Bounding-box records
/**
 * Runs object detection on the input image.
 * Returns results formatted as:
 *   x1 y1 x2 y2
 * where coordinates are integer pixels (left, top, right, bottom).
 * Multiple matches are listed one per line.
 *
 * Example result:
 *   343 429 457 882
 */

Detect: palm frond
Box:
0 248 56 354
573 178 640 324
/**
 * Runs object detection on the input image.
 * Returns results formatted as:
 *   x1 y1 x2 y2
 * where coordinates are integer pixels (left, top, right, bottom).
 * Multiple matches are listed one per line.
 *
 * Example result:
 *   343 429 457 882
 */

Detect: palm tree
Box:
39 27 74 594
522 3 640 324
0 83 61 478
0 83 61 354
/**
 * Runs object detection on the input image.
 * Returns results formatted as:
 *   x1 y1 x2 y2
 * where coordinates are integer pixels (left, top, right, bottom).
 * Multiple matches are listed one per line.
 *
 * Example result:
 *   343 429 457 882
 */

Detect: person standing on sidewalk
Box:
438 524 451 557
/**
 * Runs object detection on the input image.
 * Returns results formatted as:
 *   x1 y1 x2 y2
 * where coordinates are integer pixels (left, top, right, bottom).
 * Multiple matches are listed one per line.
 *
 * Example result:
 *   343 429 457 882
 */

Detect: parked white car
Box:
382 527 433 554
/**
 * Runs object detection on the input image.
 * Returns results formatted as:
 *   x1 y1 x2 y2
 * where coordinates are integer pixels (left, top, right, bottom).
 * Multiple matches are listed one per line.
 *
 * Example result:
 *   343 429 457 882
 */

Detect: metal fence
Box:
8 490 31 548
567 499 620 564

Description of the task
Write out all of these lines again, substituting "coconut" for every instance of "palm" and leaving everything else unchanged.

Output for this task
/**
 * Runs object detection on the input image.
 * Returns results formatted as:
 *   x1 y1 x2 y2
 * where coordinates are integer pixels (left, top, right, bottom).
 * Multiple matches are listed one per line.
 *
 * Example result:
 *   343 429 457 882
 */

Detect: coconut frond
Box:
0 248 56 354
573 178 640 324
/**
 * Runs object detection on the input image.
 * Returns results formatted as:
 *   x1 y1 x2 y2
 * where coordinates are integer pixels (left, top, right, bottom).
 * Multiple matches are listed one per line.
 *
 * Example result:
 *   343 429 457 882
 */

Detect: coconut tree
Box:
39 27 74 594
522 3 640 324
0 83 61 478
0 83 61 354
/**
 * Runs object detection on the input image.
 * Returns results formatted as:
 *   x1 y1 x2 y2
 * where coordinates are integer pixels (left, top, right, bottom).
 * Multiple matches are listed one per line.
 *
 * Example result:
 *   343 429 457 882
 */

Detect: person standing on sidewalk
Box:
438 524 451 557
/**
 * Runs object detection on the input image.
 * Returns results formatted as:
 *   x1 y1 x2 y2
 * where coordinates are integer pixels (left, top, right, bottom).
 * Multiple matches are listed one per line.
 *
 * Example result:
 *   343 429 457 882
 */

Detect: parked white car
Box:
382 527 433 554
/**
 * Runs object detection on the input image.
 * Returns results formatted as:
 *   x1 y1 x2 y2
 * where coordinates are integer pixels (left, top, right, bottom).
 * Multiple matches are listed one per line.
 *
 * Example result:
 *   343 429 457 882
 */

Detect: metal fence
Box:
8 490 31 548
567 499 620 564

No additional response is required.